▸ **Task directions**:
Retype the part of the records that opens with the line containing "counterweight in it and report bounding box coordinates." and closes with the line containing "[64,2,535,83]", both lines included, with nothing changed.

▸ **Data excerpts**:
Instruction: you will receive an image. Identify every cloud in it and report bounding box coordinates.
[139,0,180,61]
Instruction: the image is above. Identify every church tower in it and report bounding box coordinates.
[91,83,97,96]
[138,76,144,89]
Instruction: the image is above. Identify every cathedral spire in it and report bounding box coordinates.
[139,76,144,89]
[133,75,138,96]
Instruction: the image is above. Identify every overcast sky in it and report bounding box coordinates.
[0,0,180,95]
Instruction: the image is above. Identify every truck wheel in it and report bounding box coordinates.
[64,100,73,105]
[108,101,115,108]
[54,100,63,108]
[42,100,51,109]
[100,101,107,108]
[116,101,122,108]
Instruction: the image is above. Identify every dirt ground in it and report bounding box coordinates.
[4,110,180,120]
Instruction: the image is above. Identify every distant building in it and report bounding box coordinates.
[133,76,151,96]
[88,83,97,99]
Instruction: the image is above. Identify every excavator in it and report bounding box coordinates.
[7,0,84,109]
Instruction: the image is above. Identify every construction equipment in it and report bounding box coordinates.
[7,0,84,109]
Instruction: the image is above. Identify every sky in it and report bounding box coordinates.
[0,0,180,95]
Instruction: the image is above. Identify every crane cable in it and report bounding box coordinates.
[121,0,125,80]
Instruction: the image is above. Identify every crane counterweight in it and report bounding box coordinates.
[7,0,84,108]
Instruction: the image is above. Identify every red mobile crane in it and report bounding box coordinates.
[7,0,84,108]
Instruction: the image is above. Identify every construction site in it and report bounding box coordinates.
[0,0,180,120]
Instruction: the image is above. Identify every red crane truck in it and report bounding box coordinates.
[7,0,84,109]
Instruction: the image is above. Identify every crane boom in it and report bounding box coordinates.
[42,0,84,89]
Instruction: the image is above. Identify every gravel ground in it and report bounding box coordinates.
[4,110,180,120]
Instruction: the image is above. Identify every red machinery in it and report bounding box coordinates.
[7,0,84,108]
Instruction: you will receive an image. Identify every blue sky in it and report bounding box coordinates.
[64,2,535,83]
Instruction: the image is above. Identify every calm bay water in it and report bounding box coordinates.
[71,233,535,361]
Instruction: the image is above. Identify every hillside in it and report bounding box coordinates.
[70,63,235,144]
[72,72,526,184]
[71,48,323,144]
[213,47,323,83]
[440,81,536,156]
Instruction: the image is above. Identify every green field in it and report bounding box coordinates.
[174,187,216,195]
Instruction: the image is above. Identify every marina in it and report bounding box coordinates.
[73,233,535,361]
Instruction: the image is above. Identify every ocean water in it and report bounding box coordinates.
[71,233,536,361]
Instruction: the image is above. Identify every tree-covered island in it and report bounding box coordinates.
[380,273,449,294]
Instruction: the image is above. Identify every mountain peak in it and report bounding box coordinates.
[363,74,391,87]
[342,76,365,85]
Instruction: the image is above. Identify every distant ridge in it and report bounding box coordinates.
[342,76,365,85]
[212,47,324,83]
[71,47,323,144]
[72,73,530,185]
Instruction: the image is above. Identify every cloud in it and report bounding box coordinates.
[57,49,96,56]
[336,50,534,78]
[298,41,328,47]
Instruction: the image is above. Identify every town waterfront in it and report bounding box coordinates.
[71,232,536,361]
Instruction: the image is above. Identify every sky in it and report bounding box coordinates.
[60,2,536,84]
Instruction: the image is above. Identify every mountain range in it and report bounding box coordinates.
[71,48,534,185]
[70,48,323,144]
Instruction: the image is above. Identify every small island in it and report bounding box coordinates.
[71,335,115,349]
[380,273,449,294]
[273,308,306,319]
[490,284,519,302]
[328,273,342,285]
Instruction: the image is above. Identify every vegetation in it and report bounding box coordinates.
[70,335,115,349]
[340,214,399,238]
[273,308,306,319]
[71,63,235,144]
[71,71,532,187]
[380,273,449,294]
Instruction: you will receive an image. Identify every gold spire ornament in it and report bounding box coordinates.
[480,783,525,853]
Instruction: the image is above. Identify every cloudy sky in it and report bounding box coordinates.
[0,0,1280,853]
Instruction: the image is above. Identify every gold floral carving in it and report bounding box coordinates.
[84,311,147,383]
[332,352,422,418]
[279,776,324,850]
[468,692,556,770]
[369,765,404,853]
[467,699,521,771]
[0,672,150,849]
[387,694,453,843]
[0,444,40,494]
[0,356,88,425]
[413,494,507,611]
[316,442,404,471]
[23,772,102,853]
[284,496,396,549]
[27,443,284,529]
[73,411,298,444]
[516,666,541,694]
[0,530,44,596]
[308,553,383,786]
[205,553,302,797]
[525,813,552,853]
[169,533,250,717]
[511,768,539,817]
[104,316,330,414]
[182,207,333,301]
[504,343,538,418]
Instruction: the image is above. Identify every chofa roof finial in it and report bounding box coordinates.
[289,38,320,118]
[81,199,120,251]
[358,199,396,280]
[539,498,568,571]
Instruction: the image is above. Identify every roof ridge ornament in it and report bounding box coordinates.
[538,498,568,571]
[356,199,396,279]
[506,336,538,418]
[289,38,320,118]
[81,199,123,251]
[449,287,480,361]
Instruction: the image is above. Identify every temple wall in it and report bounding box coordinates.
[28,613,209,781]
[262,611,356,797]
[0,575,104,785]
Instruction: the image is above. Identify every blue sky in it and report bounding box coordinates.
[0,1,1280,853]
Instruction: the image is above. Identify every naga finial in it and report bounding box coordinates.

▸ **Solution to the exercise**:
Instruction: the image is above. Identify every crane counterweight in it and report bounding box coordinates.
[7,0,84,108]
Instruction: the image is above. Identify every red mobile crane in it and report bounding box coordinates.
[7,0,84,108]
Instruction: the image is above. Identify every construction site in it and report bounding box coordinates.
[0,0,180,120]
Instruction: the image is above. Identify every red crane truck in it and report bounding box coordinates.
[7,0,84,109]
Instruction: the image is above. Identify every crane boom in it and report bounding box coordinates.
[42,0,84,89]
Instruction: the image is above. Identify every gravel ground in it and report bounding box coordinates.
[4,110,180,120]
Instruction: the image is above. Identify every red machinery in it and report bounding box coordinates.
[7,0,84,108]
Instruction: you will receive an image. Identify every blue sky in it and report bounding box coordinates.
[64,2,535,83]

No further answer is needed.